## AIM OF THE TASK
Transcribe only what runs from the line including "like [(510, 176)]" through the last line of the entries, exactly as it appears.

(Items from a data source)
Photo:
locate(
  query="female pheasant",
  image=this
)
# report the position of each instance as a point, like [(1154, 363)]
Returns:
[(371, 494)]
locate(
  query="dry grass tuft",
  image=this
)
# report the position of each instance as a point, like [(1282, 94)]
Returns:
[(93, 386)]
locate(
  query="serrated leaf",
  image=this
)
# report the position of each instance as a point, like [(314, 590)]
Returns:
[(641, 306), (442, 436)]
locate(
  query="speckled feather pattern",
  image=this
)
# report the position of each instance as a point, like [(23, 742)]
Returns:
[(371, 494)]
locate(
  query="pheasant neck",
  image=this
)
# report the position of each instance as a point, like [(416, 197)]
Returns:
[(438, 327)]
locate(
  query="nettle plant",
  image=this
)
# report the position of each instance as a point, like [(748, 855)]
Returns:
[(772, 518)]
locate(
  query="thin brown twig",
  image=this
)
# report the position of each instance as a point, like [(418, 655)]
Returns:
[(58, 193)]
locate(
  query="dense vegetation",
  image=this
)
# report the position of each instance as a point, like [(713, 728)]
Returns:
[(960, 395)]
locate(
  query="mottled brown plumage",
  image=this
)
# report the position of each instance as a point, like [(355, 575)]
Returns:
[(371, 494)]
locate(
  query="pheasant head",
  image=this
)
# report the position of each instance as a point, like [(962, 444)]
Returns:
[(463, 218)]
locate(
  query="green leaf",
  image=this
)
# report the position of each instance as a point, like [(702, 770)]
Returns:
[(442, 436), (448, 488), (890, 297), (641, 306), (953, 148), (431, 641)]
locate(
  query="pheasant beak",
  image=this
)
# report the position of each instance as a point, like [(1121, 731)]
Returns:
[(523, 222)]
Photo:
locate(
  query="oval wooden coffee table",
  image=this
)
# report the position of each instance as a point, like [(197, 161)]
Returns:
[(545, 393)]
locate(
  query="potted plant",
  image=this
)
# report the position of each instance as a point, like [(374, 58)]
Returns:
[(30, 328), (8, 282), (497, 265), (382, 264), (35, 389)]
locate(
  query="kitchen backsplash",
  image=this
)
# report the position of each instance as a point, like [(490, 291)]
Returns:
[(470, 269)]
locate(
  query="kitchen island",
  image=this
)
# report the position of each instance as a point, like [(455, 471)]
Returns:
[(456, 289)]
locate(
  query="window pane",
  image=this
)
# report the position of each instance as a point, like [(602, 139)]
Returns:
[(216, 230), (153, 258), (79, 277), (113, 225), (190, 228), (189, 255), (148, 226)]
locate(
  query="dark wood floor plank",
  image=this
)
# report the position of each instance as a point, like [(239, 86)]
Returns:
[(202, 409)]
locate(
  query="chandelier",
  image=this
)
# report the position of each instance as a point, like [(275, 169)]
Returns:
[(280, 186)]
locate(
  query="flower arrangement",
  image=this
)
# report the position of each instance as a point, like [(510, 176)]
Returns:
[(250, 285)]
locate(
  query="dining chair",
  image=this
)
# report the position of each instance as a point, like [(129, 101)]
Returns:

## SOLVED EXERCISE
# report the position of each instance as a point, like [(510, 176)]
Returns:
[(250, 285)]
locate(
  query="dining chair",
  image=this
)
# report the position of each instance as a point, like [(129, 101)]
Returns:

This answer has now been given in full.